**Text passage:**

======

On a side tangent: I still haven't managed to kill off that character I mentioned earlier. I know I have to, and he's tapping his foot with impatience, but I keep dragging it out. And now I feel even worse because not only am I killing him off... I'm making it a long, drawn out death through my own refusal to let go.

This sucks big blue donkey balls. :(

LOL!

It's not just you :)
 
lilredjammies said:
I just finished a book where a pretty central character dies, and it upset me. Then I started thinking about authors killing their characters. The worst thing I've ever done to one of mine is maroon him under the dryer with a lovely and sexually voracious companion. I can't imagine writing a character for a long storyline and then killing her, I just can't!

Could you kill a character? If so, why did you do so? How did it feel?


"Kill your darlings". Sometimes, whacking a dear character is vital to make the plot tie together in the end. JKR said she cried bitterly when she killed off Sirius Black, but she had to do it. I just wish she'd kill off Ginny Sleazy as well.

Personally, I don't know if I could kill off a character. I have a few that are like personal friends to me, and I just can't imagine killing them off. It would be - impossible! I might send them off to live happily ever after in a magic castle somewhere in the far east, where we'll never hear from them again, but I can't KILL them.

======

**Exercise requirements:**
**1.** In the forum discussion about killing off characters, what does one poster say JKR did when she killed off Sirius Black?
**2.** Summarize the forum discussion about killing off characters in three sentences.
**3.** Resume the forum discussion about killing off characters from its last sentence.
The records have no connection to the text above.

======

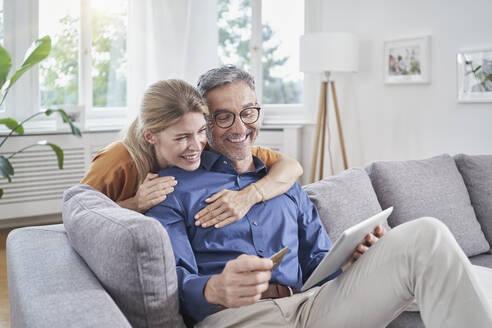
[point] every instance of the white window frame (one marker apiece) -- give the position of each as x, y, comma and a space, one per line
24, 98
273, 113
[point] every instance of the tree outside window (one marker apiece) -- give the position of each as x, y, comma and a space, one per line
234, 24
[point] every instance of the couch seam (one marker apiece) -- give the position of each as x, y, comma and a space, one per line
134, 246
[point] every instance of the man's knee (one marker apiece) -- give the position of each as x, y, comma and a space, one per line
424, 231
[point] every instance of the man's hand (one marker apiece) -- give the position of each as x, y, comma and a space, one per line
226, 206
241, 282
371, 239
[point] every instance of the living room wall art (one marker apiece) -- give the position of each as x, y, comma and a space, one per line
407, 60
475, 76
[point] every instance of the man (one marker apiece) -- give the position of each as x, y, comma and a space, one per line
226, 279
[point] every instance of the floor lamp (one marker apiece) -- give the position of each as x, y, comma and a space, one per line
327, 53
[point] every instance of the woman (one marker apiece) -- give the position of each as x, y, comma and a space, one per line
170, 131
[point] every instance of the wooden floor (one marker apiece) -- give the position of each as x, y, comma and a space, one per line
4, 296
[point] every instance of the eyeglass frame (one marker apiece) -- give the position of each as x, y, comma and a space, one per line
257, 107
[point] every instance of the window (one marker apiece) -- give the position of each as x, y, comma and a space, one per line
262, 37
87, 64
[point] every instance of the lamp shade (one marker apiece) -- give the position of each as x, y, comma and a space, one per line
329, 52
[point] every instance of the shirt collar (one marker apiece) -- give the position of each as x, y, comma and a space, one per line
210, 159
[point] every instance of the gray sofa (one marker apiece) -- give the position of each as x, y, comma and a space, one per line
110, 267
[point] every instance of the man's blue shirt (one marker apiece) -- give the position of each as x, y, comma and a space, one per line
288, 220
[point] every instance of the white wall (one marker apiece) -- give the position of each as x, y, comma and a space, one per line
397, 122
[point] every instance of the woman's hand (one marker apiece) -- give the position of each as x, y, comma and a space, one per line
227, 206
153, 191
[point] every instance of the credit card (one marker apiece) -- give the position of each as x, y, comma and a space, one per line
277, 257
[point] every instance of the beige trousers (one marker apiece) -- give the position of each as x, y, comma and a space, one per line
418, 260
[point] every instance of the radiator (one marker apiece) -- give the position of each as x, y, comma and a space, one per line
37, 186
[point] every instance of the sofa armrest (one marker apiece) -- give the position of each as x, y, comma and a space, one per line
51, 286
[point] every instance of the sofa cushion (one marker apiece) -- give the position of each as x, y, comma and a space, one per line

======

**Answers per task:**
**1.** She cried bitterly.

**2.** One writer has kept delaying the death of a character they know must die, and feels worse for drawing it out. Another poster, upset by a central character's death in a book, asks whether others could kill a character, why they did, and how it felt. Replies cite "Kill your darlings" and JKR crying over Sirius Black, while one poster says they couldn't kill characters who feel like personal friends and would rather send them off to live happily ever after.

**3.**
 
I hear you, Svenska... I've tried... erm *blushes* six times so far to write teh chapter where this character dies... and how... and why... I can't do it. Physically CAN'T do it, I start getting violently ill at the attempt.

It's no more than I deserve, pouring someone I loved so dearly onto paper, but, he's getting tired, and wanting to die.. and I'm making it worse by dragging him through chapter after chapter without letting him go ahead and die.

Anyone else want to take a stab at killing him off for me?
 
3113 said:
I never had much liking of sympathy for anyone in the Trojan War out side of King Pryam and Cassandra.

I identify WAY too much with Cassandra...
"Don't bring in that horse! It's a trick!"
"Oh, Cassandra. You worry too much. It's just a gift to thank us for our hospitality and apologize for all the trouble they've caused us over the years."

Later the next morning....
"Oh, Shit! That horse was a trick! Who would have thought? I wish someone would have warned us!"

While Cassandra bangs her head against the wall.

Don't forget the scene where they pat her on the head and say "yeah, yeah, now run off and put your pretty face on, little girl, and leave politics to The Men!" :rolleyes:
 
I was reading this book a while back and I knew the character was going to die. She was seriously injured and there was no way to save her. So I'm thinking, she will die in his arms and at least he will get to say goodbye.

No. Next page, one sentance she is dead. I put the book down and couldn't pick it up for a day.

The weird thing was, I knew she was going to die, it was obvious, but she did not die like I thought she would.

Kind of like that book "I heard the Owl call my name"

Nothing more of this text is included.